WORK TO COMPLETE: Print every one of the lines below, reproducing each one without any change.

[Recorded data]
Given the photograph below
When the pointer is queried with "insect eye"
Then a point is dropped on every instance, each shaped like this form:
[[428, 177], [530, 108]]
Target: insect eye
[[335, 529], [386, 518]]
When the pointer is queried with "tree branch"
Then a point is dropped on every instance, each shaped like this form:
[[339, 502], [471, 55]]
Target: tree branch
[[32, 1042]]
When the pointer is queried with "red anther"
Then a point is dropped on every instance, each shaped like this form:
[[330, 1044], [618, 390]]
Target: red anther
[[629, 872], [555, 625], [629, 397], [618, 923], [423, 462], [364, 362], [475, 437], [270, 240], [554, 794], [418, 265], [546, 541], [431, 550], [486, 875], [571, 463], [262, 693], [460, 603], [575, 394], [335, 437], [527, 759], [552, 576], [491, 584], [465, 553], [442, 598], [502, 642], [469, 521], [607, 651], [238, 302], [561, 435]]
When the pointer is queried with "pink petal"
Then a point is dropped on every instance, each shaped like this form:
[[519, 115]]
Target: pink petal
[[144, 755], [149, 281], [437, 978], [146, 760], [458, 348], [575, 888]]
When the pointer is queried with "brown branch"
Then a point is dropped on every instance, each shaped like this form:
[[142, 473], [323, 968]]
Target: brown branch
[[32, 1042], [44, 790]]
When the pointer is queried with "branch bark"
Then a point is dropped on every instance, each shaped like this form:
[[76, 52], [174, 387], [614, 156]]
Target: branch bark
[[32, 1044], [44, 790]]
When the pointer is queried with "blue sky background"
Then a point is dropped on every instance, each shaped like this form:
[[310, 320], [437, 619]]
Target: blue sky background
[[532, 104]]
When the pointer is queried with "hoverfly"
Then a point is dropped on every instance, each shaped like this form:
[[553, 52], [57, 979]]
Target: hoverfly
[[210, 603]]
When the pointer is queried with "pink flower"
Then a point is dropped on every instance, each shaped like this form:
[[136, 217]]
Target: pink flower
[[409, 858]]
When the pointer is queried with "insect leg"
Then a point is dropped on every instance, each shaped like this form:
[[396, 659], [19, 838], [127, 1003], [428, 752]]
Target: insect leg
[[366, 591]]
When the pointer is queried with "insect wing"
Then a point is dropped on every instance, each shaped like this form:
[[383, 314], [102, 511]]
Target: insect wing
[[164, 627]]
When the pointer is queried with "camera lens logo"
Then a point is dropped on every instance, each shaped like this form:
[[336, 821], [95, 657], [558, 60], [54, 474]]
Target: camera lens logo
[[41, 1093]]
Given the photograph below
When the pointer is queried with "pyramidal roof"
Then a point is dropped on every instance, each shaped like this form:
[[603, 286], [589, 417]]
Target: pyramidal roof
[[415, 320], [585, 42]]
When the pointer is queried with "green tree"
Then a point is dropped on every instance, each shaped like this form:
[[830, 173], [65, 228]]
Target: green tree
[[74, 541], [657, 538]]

CORRECT OUTPUT:
Given the photograph below
When the pointer is queried with "insect eye"
Then a point is dropped on every instance, each shaped like this form:
[[428, 177], [530, 108]]
Target: insect eye
[[335, 529], [386, 518]]
When the pointer is queried with "tree branch"
Then a point is dropped on every instance, each shaped like this form:
[[339, 502], [471, 55]]
Target: tree branch
[[32, 1042]]
When the pointer is queried with "red anther"
Then a point is dropped on every instance, each shaped like this form:
[[330, 1044], [618, 390]]
Target: red anther
[[629, 872], [555, 625], [629, 397], [618, 923], [423, 462], [364, 362], [475, 437], [270, 240], [554, 794], [418, 265], [546, 541], [431, 550], [486, 875], [571, 463], [262, 693], [460, 603], [575, 394], [335, 437], [527, 759], [552, 576], [491, 584], [465, 553], [442, 598], [502, 642], [469, 521], [607, 651], [238, 302], [561, 435]]
When the pointer is queried with "pink petal"
Then a point is dropped on every instance, each shaped like this form:
[[519, 115]]
Target: pink petal
[[144, 755], [149, 281], [437, 978], [146, 760], [458, 348], [575, 888]]
When the pointer is queried with "brown branch"
Then a point is dropped on every instance, each shaped like this form:
[[142, 473], [323, 968]]
Target: brown branch
[[32, 1042], [44, 790]]
When the pointer is queried with "branch bark"
Then a point is dropped on every instance, each shaped like this form:
[[76, 52], [174, 387], [614, 156]]
Target: branch bark
[[32, 1044], [44, 790]]
When the pointer is queried with "blue sky background"
Then a point is dropped on every instance, each shaped like this form:
[[310, 320], [437, 619]]
Target: blue sky background
[[532, 104]]
When the pointer is queried with "hoverfly"
Then a point is dropped on every instance, each shaped like this form:
[[553, 52], [57, 979]]
Target: hoverfly
[[210, 603]]
When the pointer is queried with "pink flower"
Then a point is dropped on every instance, each shaped like this form:
[[136, 217]]
Target: pink flower
[[409, 858]]
When the pointer is queried with "insect leg"
Then a point is dropped on every instance, each shaped like this form:
[[396, 659], [19, 838], [127, 1003], [428, 752]]
Target: insect leg
[[366, 591]]
When the pointer is queried with "insect wing"
Then a point is dropped on every instance, each shaped like this form:
[[383, 314], [102, 511]]
Target: insect wing
[[164, 627]]
When the pointer is queried with "camera lens logo"
Then a point is dropped on every instance, each shaped like this form:
[[336, 821], [95, 657], [558, 60], [54, 474]]
Target: camera lens logo
[[41, 1093]]
Given the photograph below
When the pointer is queried with "pyramidal roof"
Then a point is dropped on every instance, each shaped like this form:
[[603, 286], [589, 417]]
Target: pyramidal roof
[[415, 320], [585, 42]]
When the pointer is queried with "green tree"
Then a point is dropped on every instance, each shaped like this form:
[[830, 173], [65, 228]]
Target: green tree
[[74, 541], [657, 538]]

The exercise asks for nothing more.